== JOB ==
Return, without any change, the data from the line containing "of the winding" up to and including the line containing "of the green".
___ DATASET ___
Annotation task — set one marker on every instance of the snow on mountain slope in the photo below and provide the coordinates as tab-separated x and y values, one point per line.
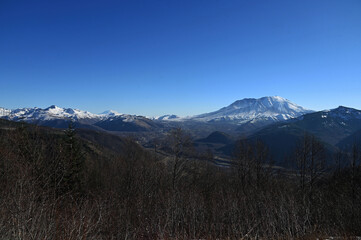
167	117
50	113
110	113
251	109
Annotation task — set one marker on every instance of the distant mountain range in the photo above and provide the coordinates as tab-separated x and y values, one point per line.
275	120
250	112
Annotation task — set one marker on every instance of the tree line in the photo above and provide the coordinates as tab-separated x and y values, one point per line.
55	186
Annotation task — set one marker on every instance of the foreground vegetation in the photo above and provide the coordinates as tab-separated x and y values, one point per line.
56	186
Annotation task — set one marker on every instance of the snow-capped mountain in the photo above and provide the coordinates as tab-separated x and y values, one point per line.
___
___ DATASET ___
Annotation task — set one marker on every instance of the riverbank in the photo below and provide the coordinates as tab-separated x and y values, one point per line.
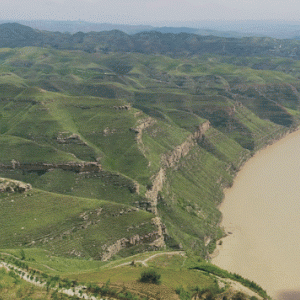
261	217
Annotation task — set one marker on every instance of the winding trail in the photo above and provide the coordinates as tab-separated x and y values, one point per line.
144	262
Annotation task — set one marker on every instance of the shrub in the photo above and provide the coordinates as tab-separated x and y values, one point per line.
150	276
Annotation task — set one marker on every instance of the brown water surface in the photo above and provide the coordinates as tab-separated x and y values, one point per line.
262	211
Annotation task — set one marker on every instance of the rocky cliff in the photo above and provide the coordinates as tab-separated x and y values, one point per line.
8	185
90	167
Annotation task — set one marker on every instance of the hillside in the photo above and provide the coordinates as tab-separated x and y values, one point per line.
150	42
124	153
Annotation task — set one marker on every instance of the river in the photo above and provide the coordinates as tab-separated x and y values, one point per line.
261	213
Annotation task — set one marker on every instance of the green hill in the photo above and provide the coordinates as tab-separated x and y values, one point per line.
___
== CORRECT RESPONSE ==
Annotation task — set one marker on every instance of the winding trail in the photo above and provide the coordinates as tab-separated x and y values, one point per line.
144	262
Annotation task — set one marker on every instance of the shrub in the photo above and provide the coordinates as tab-separated x and y values, one point per line.
150	276
Annotation task — set one marker on every instance of the brown water surface in the photo above and provide the coordinates as tab-separated x and y values, one point per line.
262	211
Annotation task — set one marker on every instance of the rocky cliff in the photo above and provide the coordinates as tab-separated x and y values, one point per line.
8	185
90	167
Annotation task — set one marker on every instance of the hillside in the photo above and provide the coordinates as tab-separated x and y values, one point per line.
150	42
124	153
Annotation task — set one marker on every instance of the river in the photo above and provide the coordinates as tab-separated x and y values, one point per line.
261	213
Annotation task — set one marker on every instance of the green hill in the photo above and provide the coordinates as tab-separated x and y values, one point per line.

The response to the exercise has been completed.